Pointing records
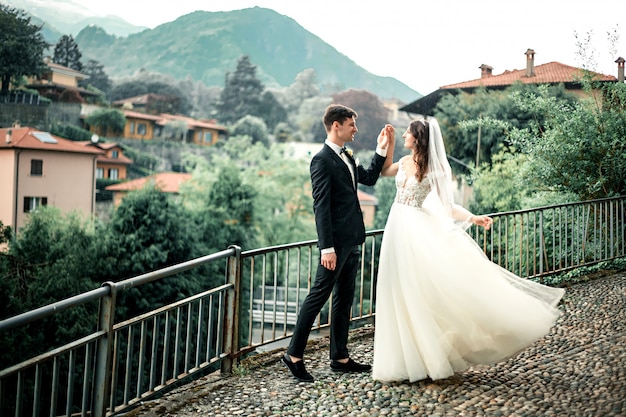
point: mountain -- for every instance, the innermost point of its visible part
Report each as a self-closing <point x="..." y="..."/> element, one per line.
<point x="204" y="46"/>
<point x="68" y="18"/>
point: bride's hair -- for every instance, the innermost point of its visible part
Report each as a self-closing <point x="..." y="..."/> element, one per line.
<point x="419" y="130"/>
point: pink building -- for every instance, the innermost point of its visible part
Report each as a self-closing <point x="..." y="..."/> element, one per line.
<point x="38" y="169"/>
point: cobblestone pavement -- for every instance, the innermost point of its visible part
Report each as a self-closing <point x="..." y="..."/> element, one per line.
<point x="577" y="370"/>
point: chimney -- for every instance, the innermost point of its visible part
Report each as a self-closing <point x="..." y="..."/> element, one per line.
<point x="485" y="71"/>
<point x="530" y="62"/>
<point x="620" y="69"/>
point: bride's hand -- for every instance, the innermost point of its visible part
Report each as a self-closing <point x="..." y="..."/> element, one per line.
<point x="484" y="221"/>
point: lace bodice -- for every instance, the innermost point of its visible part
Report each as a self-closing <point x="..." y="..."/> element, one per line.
<point x="409" y="191"/>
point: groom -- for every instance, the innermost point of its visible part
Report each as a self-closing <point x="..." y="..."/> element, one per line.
<point x="340" y="232"/>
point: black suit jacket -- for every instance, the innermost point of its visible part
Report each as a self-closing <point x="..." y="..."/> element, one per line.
<point x="338" y="216"/>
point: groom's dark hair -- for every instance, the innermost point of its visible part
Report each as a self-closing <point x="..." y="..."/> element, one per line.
<point x="337" y="113"/>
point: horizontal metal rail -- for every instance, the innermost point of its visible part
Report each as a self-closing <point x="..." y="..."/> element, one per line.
<point x="120" y="364"/>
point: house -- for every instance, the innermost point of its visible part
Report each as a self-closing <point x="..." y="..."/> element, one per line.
<point x="57" y="80"/>
<point x="147" y="103"/>
<point x="167" y="126"/>
<point x="168" y="182"/>
<point x="551" y="73"/>
<point x="38" y="169"/>
<point x="112" y="164"/>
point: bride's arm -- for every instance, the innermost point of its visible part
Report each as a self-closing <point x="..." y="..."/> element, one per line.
<point x="461" y="214"/>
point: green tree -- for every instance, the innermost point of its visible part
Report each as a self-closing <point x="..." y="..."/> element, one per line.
<point x="476" y="143"/>
<point x="500" y="186"/>
<point x="66" y="53"/>
<point x="253" y="127"/>
<point x="53" y="257"/>
<point x="242" y="93"/>
<point x="107" y="121"/>
<point x="148" y="231"/>
<point x="21" y="47"/>
<point x="305" y="86"/>
<point x="98" y="78"/>
<point x="580" y="148"/>
<point x="271" y="111"/>
<point x="170" y="98"/>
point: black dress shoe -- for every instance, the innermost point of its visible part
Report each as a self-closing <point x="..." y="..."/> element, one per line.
<point x="297" y="369"/>
<point x="350" y="366"/>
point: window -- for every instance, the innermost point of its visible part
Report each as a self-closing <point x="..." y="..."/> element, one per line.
<point x="36" y="167"/>
<point x="31" y="203"/>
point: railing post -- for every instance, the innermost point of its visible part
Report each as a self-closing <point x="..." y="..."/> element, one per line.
<point x="102" y="368"/>
<point x="231" y="324"/>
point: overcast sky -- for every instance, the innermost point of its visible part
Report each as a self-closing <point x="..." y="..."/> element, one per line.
<point x="427" y="44"/>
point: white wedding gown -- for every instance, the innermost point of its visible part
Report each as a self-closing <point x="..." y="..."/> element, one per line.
<point x="441" y="304"/>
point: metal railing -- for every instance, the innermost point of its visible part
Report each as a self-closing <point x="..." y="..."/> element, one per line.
<point x="120" y="364"/>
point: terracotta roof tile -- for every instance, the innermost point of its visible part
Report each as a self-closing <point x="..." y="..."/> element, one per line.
<point x="26" y="138"/>
<point x="191" y="122"/>
<point x="168" y="182"/>
<point x="552" y="73"/>
<point x="122" y="160"/>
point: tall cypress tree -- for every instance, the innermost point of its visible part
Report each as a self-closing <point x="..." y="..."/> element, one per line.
<point x="21" y="46"/>
<point x="66" y="53"/>
<point x="242" y="93"/>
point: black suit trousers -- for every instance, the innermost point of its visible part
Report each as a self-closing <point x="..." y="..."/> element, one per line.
<point x="341" y="283"/>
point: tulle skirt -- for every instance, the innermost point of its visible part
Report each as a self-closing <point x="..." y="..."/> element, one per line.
<point x="442" y="305"/>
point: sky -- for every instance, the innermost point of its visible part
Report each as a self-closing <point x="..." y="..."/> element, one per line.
<point x="428" y="44"/>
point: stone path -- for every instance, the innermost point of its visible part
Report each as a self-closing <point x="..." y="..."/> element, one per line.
<point x="578" y="370"/>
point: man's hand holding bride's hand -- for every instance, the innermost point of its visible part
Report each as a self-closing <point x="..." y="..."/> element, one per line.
<point x="484" y="221"/>
<point x="386" y="137"/>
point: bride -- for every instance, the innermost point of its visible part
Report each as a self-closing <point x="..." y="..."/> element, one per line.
<point x="441" y="304"/>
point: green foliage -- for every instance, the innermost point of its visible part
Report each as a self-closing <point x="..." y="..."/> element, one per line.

▸ **Given problem**
Rewrite the lines of the records as a numbered list, starting at the line that contains "point: green foliage" and ending with the last line of the records. Leave out blank lines.

▸ **Finished answer**
1. point: green foliage -- for every instance, the innermost point of its visible part
2. Report each as a self-closing <point x="..." y="..."/> element, one per line.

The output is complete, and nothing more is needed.